# TEXT PROVIDED:
## start

I didn't know anything could emit OZONE. Now, if you're asking if it emits CFC's, then no, computer electronics do not.

The electric "smell" comes from the evaporation of the dielectric grease used on electrice components.


----------



## deveritt

Maybe your PSU is faulty. I have never had any funny smells when using my computer, built fairly recently.


----------



## A Cheese Danish

Gotta love that new electronic smeel!


----------



## JareeB

maybe its just new and needs to get broken in


----------



## Cameldude

Lol, whoever posted this, prety funny, i have a computer and it certainly does not emit anything, the only problem i can see only one problem, either you have a shunk in your room, or you have a problem with the wiring in your computer, 

Have a look at the scheme that you used to put it together and maybe you did something wrong


----------



## bomberboysk

MouSe said:


> I didn't know anything could emit OZONE. Now, if you're asking if it emits CFC's, then no, computer electronics do not.
> 
> The electric "smell" comes from the evaporation of the dielectric grease used on electrice components.


Actually, how do you think ionic purifiers work? Thats the same reason they stopped selling the ionic breeze is because the ozone it emitted did more harm then good. If  you look around, theres actually an ionic cooled pc where the guy replaced his fans with an ion generator, ozone is generated by high voltage currents splitting oxygen molecules, just like lightning and that nice after the storm smell, its ozone.


----------



## PohTayToez

Well, it wouldn't be "emitting" it, per se, but creating it.  Ozone can be created through a high voltage spark, so under normal conditions your computer shouldn't be creating ozone.


----------

## end

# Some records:
## start

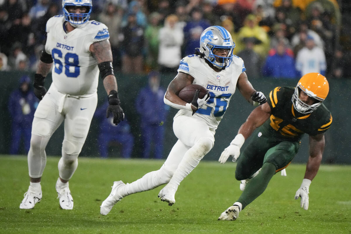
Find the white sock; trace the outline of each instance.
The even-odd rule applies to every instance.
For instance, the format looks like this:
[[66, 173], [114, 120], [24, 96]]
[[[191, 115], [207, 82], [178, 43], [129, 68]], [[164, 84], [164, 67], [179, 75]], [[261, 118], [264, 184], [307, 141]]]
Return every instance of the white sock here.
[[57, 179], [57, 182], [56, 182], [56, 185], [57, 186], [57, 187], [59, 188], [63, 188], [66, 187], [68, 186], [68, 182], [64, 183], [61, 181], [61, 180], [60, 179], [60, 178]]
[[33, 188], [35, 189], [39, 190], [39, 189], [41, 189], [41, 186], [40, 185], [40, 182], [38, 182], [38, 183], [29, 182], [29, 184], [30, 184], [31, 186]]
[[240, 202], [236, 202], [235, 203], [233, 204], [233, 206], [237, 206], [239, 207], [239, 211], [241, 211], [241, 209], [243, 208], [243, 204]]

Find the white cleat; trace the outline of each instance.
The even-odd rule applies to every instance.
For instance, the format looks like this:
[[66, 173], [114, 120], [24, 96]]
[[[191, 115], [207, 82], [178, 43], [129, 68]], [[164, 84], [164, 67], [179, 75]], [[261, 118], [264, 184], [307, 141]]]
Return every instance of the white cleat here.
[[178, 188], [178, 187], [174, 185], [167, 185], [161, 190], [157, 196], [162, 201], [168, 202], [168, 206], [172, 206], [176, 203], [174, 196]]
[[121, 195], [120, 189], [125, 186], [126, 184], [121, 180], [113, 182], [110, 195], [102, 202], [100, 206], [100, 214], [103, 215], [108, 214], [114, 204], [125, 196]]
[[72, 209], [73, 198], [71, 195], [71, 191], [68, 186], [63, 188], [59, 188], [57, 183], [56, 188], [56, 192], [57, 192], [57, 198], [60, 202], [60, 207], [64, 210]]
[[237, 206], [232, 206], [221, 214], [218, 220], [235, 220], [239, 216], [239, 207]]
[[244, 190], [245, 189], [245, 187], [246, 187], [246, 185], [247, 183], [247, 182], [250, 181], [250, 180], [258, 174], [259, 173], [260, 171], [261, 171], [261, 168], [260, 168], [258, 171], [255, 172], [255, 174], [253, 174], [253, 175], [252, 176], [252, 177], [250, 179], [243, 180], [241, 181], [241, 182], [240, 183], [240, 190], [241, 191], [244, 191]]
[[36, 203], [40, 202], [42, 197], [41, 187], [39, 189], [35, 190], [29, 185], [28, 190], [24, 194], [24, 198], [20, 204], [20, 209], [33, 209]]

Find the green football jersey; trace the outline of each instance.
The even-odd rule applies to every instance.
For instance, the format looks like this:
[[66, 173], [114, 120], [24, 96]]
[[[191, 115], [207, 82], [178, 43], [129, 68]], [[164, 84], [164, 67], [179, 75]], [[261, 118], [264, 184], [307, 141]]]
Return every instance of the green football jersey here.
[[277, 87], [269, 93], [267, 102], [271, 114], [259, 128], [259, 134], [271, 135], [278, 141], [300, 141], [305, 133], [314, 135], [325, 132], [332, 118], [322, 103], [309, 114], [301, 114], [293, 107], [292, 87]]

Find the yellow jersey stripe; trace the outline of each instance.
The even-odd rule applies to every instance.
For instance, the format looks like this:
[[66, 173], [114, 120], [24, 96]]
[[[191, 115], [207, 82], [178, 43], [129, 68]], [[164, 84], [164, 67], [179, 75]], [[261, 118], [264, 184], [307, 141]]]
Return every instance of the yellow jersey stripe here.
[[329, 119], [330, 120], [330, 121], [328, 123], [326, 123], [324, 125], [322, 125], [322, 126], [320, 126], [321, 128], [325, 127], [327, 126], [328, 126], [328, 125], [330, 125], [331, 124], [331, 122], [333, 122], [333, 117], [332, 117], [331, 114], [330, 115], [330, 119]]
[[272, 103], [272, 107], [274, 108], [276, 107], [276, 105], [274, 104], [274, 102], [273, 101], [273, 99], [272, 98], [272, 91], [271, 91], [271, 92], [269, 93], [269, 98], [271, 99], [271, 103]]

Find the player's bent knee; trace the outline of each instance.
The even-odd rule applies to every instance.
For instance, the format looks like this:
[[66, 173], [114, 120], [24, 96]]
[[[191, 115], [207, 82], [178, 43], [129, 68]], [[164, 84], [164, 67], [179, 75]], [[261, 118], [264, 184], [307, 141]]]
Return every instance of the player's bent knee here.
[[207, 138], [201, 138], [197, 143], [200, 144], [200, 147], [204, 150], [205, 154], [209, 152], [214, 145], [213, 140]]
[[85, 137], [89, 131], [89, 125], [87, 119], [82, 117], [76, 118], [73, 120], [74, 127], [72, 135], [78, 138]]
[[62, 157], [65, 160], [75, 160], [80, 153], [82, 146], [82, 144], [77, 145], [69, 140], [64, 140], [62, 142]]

## end
## start

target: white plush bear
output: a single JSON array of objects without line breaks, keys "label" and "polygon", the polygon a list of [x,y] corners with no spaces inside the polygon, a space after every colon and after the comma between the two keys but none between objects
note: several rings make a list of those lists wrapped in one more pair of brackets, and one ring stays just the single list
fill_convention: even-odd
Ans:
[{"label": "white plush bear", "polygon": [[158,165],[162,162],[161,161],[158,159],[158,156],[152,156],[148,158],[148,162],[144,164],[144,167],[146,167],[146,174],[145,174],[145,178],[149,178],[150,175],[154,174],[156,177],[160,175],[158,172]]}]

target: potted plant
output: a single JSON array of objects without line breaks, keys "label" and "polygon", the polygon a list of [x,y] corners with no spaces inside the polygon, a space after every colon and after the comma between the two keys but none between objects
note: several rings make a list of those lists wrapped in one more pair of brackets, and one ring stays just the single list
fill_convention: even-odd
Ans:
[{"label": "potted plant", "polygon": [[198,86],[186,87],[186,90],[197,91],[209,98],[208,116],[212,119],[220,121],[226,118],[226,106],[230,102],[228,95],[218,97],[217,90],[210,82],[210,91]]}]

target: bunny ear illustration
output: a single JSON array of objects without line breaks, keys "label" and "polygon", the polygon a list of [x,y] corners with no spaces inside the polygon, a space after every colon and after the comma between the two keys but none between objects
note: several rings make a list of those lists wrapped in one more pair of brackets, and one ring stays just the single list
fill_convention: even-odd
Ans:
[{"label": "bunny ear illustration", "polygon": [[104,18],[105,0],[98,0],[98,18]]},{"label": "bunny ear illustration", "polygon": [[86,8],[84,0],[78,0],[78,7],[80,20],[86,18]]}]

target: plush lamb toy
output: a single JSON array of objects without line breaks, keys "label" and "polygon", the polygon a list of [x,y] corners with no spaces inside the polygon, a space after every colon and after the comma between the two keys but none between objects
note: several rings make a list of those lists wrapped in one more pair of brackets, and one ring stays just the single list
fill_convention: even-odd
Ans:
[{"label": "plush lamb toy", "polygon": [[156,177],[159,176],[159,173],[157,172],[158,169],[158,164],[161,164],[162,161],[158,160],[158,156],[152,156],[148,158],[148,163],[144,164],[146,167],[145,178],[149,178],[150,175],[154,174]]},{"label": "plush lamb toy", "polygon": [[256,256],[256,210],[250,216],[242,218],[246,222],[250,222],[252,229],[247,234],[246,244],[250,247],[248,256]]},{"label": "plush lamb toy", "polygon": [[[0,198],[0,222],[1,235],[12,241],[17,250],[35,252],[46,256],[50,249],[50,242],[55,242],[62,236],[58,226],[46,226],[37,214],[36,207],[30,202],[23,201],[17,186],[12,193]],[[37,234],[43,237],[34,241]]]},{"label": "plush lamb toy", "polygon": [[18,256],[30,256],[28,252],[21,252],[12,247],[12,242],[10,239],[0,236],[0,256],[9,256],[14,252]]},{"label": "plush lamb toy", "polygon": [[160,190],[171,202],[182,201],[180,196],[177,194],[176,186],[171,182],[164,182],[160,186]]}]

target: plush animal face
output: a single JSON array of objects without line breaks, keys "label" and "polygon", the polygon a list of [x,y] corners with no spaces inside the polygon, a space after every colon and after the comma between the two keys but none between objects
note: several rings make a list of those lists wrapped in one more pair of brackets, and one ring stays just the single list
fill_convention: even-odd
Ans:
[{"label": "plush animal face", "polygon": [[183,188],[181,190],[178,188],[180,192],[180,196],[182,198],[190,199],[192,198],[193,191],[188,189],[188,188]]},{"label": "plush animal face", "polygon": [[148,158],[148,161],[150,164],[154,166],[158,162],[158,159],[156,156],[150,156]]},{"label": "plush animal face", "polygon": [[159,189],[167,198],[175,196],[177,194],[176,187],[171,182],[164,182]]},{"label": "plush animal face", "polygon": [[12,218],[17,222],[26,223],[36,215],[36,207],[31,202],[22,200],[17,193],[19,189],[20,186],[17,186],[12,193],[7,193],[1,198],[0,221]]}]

## end

# WHAT TO PRODUCE:
Quote the thread about computers and ozone from "Actually, how do" to "smell, its ozone.".

# THE OUTPUT:
Actually, how do you think ionic purifiers work? Thats the same reason they stopped selling the ionic breeze is because the ozone it emitted did more harm then good. If  you look around, theres actually an ionic cooled pc where the guy replaced his fans with an ion generator, ozone is generated by high voltage currents splitting oxygen molecules, just like lightning and that nice after the storm smell, its ozone.